SET EXERCISE:
Reproduce the listing from its first line through the line containing "[(75, 259), (32, 209)]", substituting "brackets" for "square brackets" and leaving all else unchanged.

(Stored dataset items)
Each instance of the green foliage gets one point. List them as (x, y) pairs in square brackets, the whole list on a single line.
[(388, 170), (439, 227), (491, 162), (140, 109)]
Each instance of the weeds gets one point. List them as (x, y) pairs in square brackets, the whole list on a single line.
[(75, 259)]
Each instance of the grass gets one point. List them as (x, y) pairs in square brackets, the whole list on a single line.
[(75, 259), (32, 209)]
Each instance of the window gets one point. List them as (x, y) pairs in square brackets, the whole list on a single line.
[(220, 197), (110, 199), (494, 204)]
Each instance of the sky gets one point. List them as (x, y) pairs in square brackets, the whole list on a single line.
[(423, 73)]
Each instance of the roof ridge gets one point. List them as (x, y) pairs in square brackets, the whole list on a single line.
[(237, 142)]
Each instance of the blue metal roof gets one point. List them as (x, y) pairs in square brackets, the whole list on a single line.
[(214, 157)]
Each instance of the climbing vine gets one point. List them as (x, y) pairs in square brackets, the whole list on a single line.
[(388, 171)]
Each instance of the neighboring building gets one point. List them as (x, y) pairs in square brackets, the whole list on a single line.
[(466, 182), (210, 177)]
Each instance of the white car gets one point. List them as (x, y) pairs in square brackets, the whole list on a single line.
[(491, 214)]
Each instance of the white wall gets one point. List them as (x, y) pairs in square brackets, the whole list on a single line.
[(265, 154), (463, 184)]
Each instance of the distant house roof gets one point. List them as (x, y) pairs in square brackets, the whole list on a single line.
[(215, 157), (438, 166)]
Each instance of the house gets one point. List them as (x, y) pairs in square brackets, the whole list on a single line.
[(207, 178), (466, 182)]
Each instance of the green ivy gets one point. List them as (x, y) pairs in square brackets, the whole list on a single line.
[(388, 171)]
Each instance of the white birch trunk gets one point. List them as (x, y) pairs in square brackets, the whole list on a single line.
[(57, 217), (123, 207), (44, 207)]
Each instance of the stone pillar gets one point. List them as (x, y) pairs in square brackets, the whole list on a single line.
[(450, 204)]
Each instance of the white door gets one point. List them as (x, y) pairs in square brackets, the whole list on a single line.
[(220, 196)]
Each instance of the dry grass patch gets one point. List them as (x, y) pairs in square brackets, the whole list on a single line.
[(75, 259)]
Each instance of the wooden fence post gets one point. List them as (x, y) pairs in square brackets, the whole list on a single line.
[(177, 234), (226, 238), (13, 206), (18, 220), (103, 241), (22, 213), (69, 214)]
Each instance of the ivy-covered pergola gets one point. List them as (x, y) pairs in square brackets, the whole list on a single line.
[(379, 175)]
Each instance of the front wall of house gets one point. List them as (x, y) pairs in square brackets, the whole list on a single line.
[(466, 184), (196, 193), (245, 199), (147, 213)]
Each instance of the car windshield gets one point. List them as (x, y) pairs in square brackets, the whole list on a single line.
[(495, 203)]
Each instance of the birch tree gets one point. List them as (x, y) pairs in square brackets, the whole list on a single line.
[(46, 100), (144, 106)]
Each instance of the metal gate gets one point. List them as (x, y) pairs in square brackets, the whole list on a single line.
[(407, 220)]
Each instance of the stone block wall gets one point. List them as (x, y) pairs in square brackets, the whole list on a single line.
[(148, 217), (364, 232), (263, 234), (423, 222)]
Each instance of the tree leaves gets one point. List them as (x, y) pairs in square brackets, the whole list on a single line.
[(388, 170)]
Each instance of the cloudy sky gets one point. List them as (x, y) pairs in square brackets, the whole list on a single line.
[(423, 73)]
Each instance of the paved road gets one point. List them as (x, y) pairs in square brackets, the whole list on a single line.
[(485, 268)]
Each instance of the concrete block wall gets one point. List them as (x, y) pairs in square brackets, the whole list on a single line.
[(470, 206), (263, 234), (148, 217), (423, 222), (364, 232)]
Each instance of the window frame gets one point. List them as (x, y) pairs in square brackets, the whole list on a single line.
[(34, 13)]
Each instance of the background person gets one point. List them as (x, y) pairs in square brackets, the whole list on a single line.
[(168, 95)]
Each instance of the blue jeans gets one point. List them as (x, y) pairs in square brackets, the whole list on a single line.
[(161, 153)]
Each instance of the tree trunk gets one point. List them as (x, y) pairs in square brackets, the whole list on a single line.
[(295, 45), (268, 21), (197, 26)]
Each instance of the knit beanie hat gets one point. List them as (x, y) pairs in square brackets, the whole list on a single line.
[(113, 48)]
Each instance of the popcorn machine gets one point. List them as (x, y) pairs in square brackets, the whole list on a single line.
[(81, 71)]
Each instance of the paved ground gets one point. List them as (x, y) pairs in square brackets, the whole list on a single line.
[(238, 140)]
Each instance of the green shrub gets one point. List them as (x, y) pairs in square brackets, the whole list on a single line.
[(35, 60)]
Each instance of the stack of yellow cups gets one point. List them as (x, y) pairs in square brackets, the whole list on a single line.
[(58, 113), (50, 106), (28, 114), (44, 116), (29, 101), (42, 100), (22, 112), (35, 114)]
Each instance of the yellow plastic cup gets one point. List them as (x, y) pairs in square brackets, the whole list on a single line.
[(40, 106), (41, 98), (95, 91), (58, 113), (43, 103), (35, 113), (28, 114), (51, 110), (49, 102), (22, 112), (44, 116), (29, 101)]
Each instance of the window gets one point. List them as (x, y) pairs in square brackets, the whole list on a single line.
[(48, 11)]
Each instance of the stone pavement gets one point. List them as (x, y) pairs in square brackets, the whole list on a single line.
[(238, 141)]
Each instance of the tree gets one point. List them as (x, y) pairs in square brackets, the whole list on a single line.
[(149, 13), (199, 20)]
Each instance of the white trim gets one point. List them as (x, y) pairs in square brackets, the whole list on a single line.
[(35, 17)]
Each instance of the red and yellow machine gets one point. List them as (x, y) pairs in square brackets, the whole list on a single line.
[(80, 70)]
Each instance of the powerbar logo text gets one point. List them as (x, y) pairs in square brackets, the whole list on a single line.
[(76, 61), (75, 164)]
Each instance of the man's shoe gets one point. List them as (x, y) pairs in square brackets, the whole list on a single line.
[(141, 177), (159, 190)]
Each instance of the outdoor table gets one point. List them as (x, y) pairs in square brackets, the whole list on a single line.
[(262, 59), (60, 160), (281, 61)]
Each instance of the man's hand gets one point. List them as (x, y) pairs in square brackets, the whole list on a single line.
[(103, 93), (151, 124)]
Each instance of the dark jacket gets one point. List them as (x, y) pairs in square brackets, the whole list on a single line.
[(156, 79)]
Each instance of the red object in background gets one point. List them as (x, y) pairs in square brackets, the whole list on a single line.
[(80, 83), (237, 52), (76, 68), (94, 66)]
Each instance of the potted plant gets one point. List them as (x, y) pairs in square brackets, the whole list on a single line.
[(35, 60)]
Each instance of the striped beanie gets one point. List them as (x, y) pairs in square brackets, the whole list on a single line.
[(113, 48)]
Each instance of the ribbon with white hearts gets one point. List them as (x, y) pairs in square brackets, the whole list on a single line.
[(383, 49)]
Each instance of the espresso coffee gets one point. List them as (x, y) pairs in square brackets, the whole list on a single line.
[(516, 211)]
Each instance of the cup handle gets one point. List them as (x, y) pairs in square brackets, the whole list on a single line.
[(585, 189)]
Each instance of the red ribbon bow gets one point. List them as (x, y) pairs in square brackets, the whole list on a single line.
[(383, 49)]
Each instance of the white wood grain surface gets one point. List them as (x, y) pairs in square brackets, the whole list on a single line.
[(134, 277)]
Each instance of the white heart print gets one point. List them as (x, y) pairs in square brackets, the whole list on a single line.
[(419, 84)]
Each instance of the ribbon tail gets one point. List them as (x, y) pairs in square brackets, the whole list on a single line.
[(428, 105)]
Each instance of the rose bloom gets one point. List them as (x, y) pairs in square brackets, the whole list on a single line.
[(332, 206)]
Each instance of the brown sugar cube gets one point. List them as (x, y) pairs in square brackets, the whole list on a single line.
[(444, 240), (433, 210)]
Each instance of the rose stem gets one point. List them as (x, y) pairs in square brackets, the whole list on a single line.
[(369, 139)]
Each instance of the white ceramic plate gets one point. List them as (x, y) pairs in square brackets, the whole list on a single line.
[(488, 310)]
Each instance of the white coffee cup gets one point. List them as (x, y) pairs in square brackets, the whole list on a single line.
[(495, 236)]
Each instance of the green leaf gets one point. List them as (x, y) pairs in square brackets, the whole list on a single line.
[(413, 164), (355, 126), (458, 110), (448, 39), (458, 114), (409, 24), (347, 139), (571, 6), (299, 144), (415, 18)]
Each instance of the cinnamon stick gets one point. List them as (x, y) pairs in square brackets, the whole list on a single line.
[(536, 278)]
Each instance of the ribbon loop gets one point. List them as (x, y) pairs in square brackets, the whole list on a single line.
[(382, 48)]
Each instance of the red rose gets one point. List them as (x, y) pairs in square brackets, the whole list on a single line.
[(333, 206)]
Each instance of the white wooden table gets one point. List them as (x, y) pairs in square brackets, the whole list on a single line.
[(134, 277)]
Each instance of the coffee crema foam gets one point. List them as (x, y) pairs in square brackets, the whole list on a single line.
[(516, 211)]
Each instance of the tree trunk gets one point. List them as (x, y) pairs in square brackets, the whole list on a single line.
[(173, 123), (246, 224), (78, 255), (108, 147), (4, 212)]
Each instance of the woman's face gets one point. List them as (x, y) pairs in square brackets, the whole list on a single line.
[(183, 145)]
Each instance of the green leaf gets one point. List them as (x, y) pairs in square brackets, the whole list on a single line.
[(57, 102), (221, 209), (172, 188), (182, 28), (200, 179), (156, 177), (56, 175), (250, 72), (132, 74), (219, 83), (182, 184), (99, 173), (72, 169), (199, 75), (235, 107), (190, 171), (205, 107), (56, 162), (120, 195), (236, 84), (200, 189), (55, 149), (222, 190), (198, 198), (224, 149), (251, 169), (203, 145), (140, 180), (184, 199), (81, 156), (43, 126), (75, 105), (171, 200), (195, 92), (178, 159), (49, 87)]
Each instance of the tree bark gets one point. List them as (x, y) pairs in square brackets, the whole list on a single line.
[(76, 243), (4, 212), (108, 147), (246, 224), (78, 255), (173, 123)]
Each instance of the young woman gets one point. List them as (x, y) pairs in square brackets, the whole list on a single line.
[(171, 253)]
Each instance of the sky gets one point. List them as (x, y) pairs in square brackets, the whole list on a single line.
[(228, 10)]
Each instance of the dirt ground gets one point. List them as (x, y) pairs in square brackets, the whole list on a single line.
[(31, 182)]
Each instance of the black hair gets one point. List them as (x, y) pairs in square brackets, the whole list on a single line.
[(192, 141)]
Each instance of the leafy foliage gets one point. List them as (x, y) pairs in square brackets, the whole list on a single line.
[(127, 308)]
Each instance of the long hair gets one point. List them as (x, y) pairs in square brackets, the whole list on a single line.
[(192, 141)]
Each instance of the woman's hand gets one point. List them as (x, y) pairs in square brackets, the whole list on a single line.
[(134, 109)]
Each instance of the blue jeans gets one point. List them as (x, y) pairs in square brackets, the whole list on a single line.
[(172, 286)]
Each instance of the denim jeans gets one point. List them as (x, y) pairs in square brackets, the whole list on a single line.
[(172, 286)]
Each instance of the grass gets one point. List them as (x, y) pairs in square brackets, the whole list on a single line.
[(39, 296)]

TASK RESULT:
Each instance of the green foliage gets one point. List them as (x, y) pairs in brackets, the whole list on a single line.
[(388, 170), (439, 227), (491, 162), (140, 109)]
Each instance of the weeds gets one point. List them as (x, y) pairs in brackets, the whole list on a single line.
[(75, 259)]
Each instance of the grass gets one point. List them as (x, y) pairs in brackets, the whole list on a single line.
[(75, 259), (32, 209)]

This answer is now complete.